### EXERCISE DIRECTIONS
Extract every line of text from the material below and reproduce it verbatim, leaving the pictures out.
++++ PROVIDED ENTRIES
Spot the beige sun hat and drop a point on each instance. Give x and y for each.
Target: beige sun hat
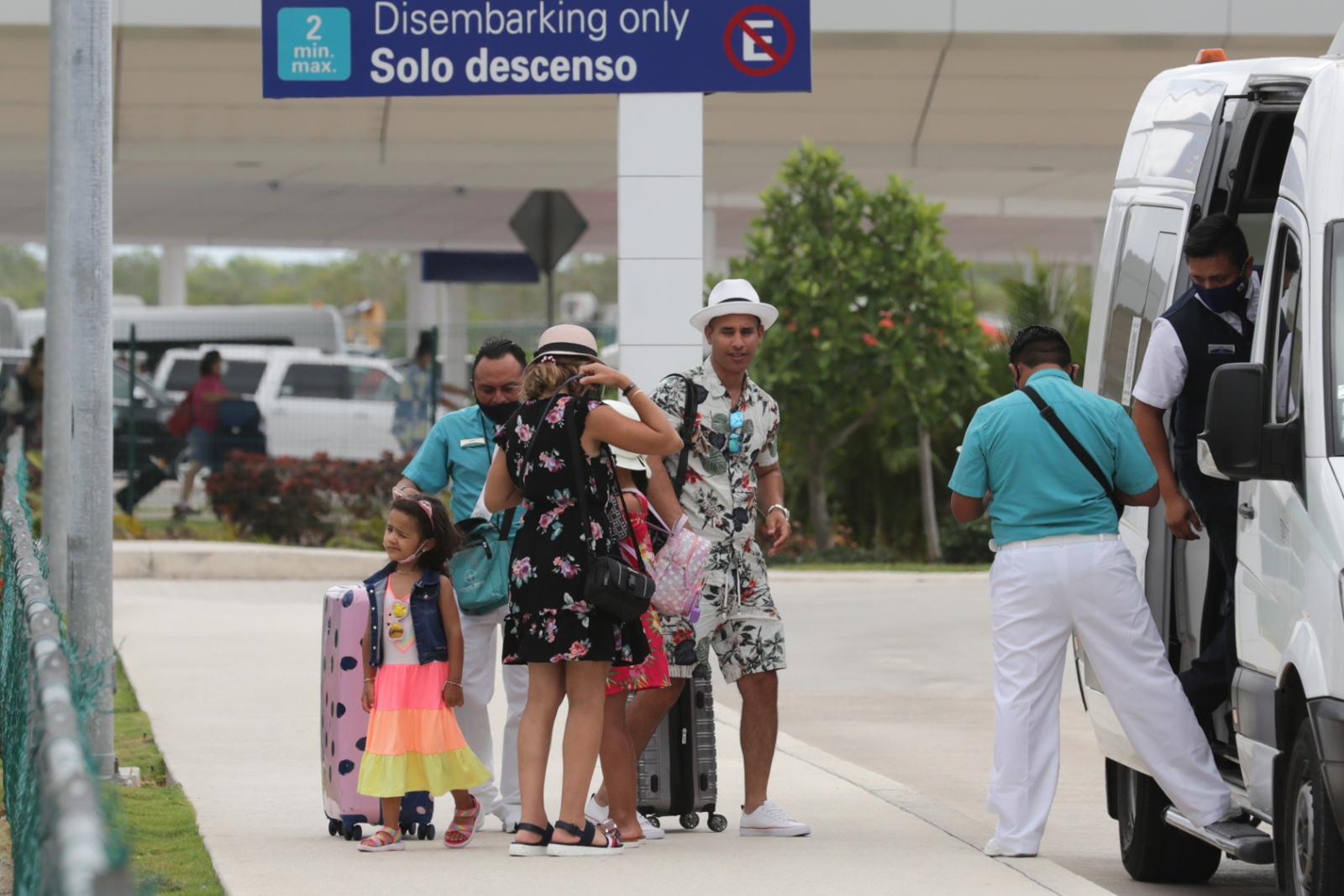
(734, 297)
(566, 338)
(628, 459)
++++++++
### FINISHED EXERCISE
Spot the beige sun hat and drop a point on each instance. Give x and y for each.
Target: beige sun hat
(734, 297)
(566, 338)
(628, 459)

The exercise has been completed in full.